- [What is expected]: Copy every entry precisely.

- [Exercise materials]:
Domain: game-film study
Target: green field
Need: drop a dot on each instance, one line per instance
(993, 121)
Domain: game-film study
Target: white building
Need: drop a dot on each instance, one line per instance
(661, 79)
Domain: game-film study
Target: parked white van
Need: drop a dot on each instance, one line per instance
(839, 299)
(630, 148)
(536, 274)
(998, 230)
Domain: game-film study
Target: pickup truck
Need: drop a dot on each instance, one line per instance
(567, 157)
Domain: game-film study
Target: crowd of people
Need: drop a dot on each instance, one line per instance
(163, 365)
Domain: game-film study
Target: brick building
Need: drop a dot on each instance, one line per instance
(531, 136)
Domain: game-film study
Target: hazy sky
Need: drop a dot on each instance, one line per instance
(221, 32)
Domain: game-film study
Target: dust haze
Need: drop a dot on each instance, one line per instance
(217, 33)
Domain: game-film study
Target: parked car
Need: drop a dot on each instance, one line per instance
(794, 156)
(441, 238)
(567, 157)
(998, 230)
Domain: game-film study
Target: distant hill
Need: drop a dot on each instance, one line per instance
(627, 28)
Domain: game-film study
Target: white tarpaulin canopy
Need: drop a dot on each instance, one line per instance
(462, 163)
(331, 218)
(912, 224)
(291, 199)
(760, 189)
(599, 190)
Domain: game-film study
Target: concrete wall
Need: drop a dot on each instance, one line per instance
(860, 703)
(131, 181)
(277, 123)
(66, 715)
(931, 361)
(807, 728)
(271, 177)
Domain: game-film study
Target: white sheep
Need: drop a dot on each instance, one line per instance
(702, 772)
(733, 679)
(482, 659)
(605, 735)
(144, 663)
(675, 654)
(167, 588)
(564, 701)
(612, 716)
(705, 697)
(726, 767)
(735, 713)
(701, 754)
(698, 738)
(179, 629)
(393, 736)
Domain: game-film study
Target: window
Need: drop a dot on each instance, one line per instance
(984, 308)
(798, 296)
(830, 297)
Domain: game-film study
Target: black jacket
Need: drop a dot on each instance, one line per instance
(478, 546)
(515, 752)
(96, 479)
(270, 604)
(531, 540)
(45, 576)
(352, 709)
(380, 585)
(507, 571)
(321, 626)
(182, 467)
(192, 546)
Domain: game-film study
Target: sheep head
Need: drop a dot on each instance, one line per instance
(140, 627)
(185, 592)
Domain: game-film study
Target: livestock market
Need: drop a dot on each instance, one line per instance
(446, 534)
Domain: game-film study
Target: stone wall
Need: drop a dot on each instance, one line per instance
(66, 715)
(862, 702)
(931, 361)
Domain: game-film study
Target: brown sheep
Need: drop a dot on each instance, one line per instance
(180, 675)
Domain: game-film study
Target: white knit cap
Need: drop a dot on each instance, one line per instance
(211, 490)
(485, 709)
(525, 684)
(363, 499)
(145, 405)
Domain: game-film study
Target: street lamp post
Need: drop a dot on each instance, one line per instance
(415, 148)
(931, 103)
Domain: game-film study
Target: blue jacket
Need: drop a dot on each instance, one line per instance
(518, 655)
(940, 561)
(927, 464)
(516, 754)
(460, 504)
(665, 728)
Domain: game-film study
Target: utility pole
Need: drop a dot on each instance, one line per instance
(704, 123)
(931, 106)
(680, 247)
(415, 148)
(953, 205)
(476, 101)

- [The solution]:
Domain: game-film study
Target: green field
Need: drop a dot on each instance, one line per instance
(993, 121)
Domain: game-film study
Target: white building
Need: drop a dot on each instance, one line per instance
(661, 79)
Domain: game-film study
Target: parked white van
Need: drop a dot on each instance, one line per instance
(839, 299)
(630, 148)
(536, 274)
(998, 230)
Domain: game-film study
Target: pickup truck
Need: drop a dot on each instance, one line per instance
(567, 157)
Domain: game-film study
Target: crowd of people
Need: drop a dot on each instance, one line per instance
(163, 365)
Domain: game-film study
Target: brick building
Need: drop a dot on each instance, one line per instance
(531, 136)
Domain: game-film study
Target: hazy sky
Need: drop a dot on each instance, one line per instance
(221, 32)
Domain: game-film study
Target: dust haze
Need: drop a dot on each instance, one line per instance
(217, 33)
Domain: game-film study
Target: parked car
Need: drop a dot on each instance, one line per instance
(794, 156)
(441, 238)
(567, 157)
(998, 230)
Domain: game-film study
Target: distant hill
Need: drop a dot on each instance, one line per instance
(627, 28)
Domain: game-film study
Target: white tarpaulin canopy
Need: drop a dot on each instance, one line per instance
(462, 163)
(331, 218)
(912, 224)
(291, 199)
(760, 189)
(599, 190)
Domain: game-film study
Target: concrete wall
Need: drop a dot on each instance, one line per instance
(860, 703)
(131, 181)
(277, 123)
(66, 715)
(931, 361)
(807, 728)
(271, 177)
Domain: game-film study
Target: white sheep
Need: drop a dot on each instance, one line per instance
(702, 772)
(733, 679)
(482, 659)
(605, 735)
(144, 663)
(675, 654)
(167, 588)
(564, 701)
(612, 716)
(705, 697)
(726, 767)
(735, 713)
(701, 754)
(698, 738)
(179, 629)
(393, 736)
Domain: game-film study
Target: window
Need: drop a dot on each instance, one line per instance
(984, 308)
(798, 296)
(830, 297)
Domain: game-film study
Target: black jacket
Need: drop a dot on each instance, one line per instance
(478, 546)
(515, 752)
(96, 479)
(270, 604)
(531, 540)
(45, 576)
(352, 709)
(380, 585)
(507, 571)
(321, 626)
(182, 467)
(192, 546)
Domain: game-film study
Target: sheep head
Need: drop a dot on each instance, one line per instance
(140, 627)
(185, 592)
Domain: game-film study
Target: livestock market
Need: drop a dot on each instance, one line per instance
(446, 534)
Domain: game-film study
Target: stone wall
Need: drop a dot on each instance, one line per instance
(66, 715)
(862, 702)
(931, 361)
Domain: game-film study
Target: brown sheep
Need: drop a dot on each instance, one line per instance
(180, 675)
Domain: game-film study
Target: white knit cap
Need: drop a dot on each instance, one line per instance
(211, 490)
(485, 709)
(525, 684)
(363, 499)
(145, 405)
Domain: game-film study
Target: street lamp post
Need: drop a dot on each instance, one line per instance
(415, 148)
(931, 103)
Domain: game-film study
Target: blue jacket
Need: drop a dot on each instance, one line per instance
(518, 655)
(940, 561)
(927, 464)
(516, 754)
(460, 504)
(665, 728)
Domain: game-film study
Target: utility pole
Need: drop a dot on each instance, one line per instance
(704, 123)
(931, 106)
(680, 247)
(415, 148)
(953, 205)
(476, 101)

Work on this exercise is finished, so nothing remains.